### Written task 1
Please reproduce word for word the stretch of the records from their start through the line containing "[22, 466, 111, 590]".

== Source text ==

Homework Help: Slit experiment maxima

1. Jul 27, 2011

Punkyc7

Monochromatic light illuminates a pair of thin parallel slits at normal incidence, producing an interference pattern on a distant screen. The width of each slit is 1/7 the center-to-center distance between the slits.

Which interference maxima are missing in the pattern on the screen?

every first will cancel
every 3rd will cancel
every 5th will cancel
every 7th will cancel
every 9th will cancel

Im leaning towards the seventh but why does the maxima just disappear? Shoulnt the maxima still be a maxima?

2. Jul 27, 2011

EinsteinKillr

Remember, that the diffraction pattern for a single slit gives us a series of minimas at quantum points in the pattern. This pattern does not go away when a second slit is introduced into the equation. The minimas produces by the single slit will in fact occur at the same angle as every so many maximums produced by the double slit diffraction pattern.

for maxima, $\delta$sin$\theta$=n $\lambda$

and for minima $\alpha$sin$\theta$=n$\lambda$

where $\alpha$=$\delta$/7

does that help?

3. Jul 27, 2011

Punkyc7

Ok but how does a maxima disappear, shouldnt they be evely spaced apart? Are we considering the distance between the slit where a single slit would be open?

4. Jul 27, 2011

PeterO

The maxima does not disappear - it was never there to start with.
OR
The maxima are missing, they have not disappeared.

The double slit interference comes about from the "interaction" of the two, overlapping, single slit patterns.

Think like this:

For the single slit pattern, the central bright band may be 5 cm wide on the screen. on each side is a 5 mm band of nothing, this is flanked by couple of bands 4 cm wide, then 5 mm bands of nothing etc etc [I am not interested here in actual widths of band - just the concept that there are bands].

===

### Written task 2
Quote the stretch of the slit experiment thread from "Monochromatic light illuminates" through "between the slits.".

== Exercise material ==

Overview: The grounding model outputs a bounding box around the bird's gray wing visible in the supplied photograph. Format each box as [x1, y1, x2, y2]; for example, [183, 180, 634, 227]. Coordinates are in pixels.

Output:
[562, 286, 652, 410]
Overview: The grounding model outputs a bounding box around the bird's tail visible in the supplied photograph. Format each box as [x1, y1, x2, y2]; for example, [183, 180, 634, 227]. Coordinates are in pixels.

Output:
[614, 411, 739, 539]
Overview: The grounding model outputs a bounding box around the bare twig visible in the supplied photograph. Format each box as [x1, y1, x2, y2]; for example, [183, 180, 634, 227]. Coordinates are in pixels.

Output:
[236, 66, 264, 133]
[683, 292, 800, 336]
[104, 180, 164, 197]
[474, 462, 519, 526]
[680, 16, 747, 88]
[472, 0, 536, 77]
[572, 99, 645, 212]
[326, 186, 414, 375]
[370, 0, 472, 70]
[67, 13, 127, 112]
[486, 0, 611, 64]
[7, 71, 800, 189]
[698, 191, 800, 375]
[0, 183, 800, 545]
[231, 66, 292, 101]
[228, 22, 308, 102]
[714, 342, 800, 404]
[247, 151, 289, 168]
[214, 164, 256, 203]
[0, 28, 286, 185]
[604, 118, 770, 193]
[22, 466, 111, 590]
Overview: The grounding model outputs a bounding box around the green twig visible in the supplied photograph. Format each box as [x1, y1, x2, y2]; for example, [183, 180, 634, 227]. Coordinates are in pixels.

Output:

===

### Exercise output 1
Overview: The grounding model outputs a bounding box around the bird's gray wing visible in the supplied photograph. Format each box as [x1, y1, x2, y2]; for example, [183, 180, 634, 227]. Coordinates are in pixels.

Output:
[562, 286, 652, 410]
Overview: The grounding model outputs a bounding box around the bird's tail visible in the supplied photograph. Format each box as [x1, y1, x2, y2]; for example, [183, 180, 634, 227]. Coordinates are in pixels.

Output:
[614, 411, 739, 539]
Overview: The grounding model outputs a bounding box around the bare twig visible in the supplied photograph. Format each box as [x1, y1, x2, y2]; for example, [183, 180, 634, 227]. Coordinates are in pixels.

Output:
[236, 66, 264, 133]
[683, 292, 800, 336]
[104, 180, 164, 197]
[474, 462, 519, 526]
[680, 16, 747, 88]
[472, 0, 536, 77]
[572, 99, 645, 212]
[326, 186, 414, 375]
[370, 0, 472, 70]
[67, 13, 127, 112]
[486, 0, 611, 64]
[7, 71, 800, 189]
[698, 191, 800, 375]
[0, 183, 800, 545]
[231, 66, 292, 101]
[228, 22, 308, 102]
[714, 342, 800, 404]
[247, 151, 289, 168]
[214, 164, 256, 203]
[0, 28, 286, 185]
[604, 118, 770, 193]
[22, 466, 111, 590]

### Exercise output 2
Monochromatic light illuminates a pair of thin parallel slits at normal incidence, producing an interference pattern on a distant screen. The width of each slit is 1/7 the center-to-center distance between the slits.